• _What to work on_: Return every line below exactly, without dropping any.

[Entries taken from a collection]
************

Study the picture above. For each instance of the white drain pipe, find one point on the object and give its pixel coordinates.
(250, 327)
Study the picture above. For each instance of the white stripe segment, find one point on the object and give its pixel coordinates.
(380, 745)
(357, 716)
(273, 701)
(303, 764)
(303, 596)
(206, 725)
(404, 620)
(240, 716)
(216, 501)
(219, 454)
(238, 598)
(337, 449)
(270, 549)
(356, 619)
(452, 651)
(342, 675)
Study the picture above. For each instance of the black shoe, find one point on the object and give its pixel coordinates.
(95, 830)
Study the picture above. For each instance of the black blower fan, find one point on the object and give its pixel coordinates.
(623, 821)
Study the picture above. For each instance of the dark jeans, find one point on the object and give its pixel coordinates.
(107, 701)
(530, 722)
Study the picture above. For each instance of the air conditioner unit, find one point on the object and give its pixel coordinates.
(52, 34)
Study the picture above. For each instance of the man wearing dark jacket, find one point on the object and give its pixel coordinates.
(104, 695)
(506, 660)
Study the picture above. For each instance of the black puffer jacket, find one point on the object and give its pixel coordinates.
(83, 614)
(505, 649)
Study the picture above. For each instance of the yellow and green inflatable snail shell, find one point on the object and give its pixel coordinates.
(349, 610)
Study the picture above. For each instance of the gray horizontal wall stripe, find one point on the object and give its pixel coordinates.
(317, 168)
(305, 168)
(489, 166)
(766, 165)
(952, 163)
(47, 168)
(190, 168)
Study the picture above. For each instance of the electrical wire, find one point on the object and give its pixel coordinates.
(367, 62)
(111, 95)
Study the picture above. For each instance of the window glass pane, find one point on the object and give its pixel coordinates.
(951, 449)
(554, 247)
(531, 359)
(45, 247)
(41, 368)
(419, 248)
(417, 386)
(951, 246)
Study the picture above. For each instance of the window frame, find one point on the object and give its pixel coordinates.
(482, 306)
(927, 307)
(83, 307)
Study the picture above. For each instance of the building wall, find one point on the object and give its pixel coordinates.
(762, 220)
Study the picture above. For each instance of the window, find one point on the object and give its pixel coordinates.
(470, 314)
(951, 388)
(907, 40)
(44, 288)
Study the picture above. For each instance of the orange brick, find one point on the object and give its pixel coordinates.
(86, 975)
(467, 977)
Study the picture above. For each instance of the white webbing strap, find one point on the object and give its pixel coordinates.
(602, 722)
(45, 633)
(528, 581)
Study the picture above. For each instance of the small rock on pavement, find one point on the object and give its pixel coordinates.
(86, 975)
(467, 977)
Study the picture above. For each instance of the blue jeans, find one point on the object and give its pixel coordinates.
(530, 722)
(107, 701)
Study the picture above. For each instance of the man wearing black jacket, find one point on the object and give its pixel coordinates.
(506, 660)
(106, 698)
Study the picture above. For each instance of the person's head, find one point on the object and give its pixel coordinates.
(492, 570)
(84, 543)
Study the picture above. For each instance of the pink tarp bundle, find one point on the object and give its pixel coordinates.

************

• _Output of the exercise_:
Study the picture above. For each instance of the white drain pipe, find one point on the object and give its pixel coordinates.
(250, 327)
Study the picture above. For each instance of the white stripe segment, find one point on the object and give its pixel coordinates.
(380, 745)
(357, 716)
(273, 701)
(303, 764)
(303, 596)
(206, 725)
(404, 620)
(240, 716)
(216, 501)
(219, 454)
(238, 598)
(337, 449)
(270, 549)
(356, 619)
(452, 651)
(342, 675)
Study the picture above. For each instance of the black shoe, find one point on the object and give its pixel coordinates.
(95, 830)
Study the picture above. For each instance of the black blower fan, find one point on the object and give its pixel coordinates.
(623, 821)
Study the picture above. For each instance of the dark jeans, find one point on the object and give its pixel coordinates.
(107, 701)
(530, 722)
Study the picture above. For each instance of the air conditioner unit, find one point on the object and give its pixel coordinates.
(52, 34)
Study the picture above. For each instance of the man wearing dark jacket, find one point on the object and give its pixel coordinates.
(104, 695)
(506, 660)
Study the picture above. For each instance of the black puffer jacket, find one point on the object and give its pixel coordinates.
(83, 614)
(505, 649)
Study the picture above. For each instance of the yellow and green inflatable snail shell, find one point on the object and give its pixel coordinates.
(349, 610)
Study the picture above. For each instance of the gray horizontal wall stripe, find one point on the object and give its pixel coordinates.
(317, 168)
(305, 168)
(489, 166)
(766, 165)
(952, 163)
(47, 168)
(190, 168)
Study the picture above. For each instance of the electrical wire, find one point on the object and give its pixel coordinates.
(367, 62)
(111, 95)
Study the picture above. For each instance of the window glass pane, find one point on the object and give its pixel coordinates.
(951, 449)
(554, 247)
(531, 359)
(45, 247)
(41, 368)
(419, 248)
(417, 386)
(951, 246)
Study the picture above. For each instance of the window frame, find one point on the object and give its pixel coordinates.
(482, 306)
(927, 307)
(83, 307)
Study the picture above. For each instance of the building wall, find one point on the object and give its pixel coordinates.
(762, 220)
Study the picture above. For each instance of the window, find one point on the object and give its pixel coordinates.
(470, 314)
(951, 388)
(907, 40)
(44, 288)
Study the picture above. For each instance of the orange brick, find one point on the object and give its pixel coordinates.
(86, 975)
(467, 977)
Study the picture above. For each instance of the white webbing strap, find one point on the object and give its pixel coordinates.
(602, 722)
(45, 633)
(528, 581)
Study the picture above. For each instance of the small rock on pavement, find one point on the object and give its pixel coordinates.
(86, 975)
(467, 977)
Study the picture above. For each instance of the blue jeans, find one point on the object and give its pixel coordinates.
(530, 722)
(107, 701)
Study the picture above. For each instance of the man wearing black jacket, find one point on the object and give its pixel coordinates.
(506, 660)
(106, 698)
Study the picture above. For each instance of the person's head, find one point on the object and give its pixel coordinates.
(492, 570)
(84, 543)
Study the picture above. For each instance of the pink tarp bundle, find one point on the object and give its pixel coordinates.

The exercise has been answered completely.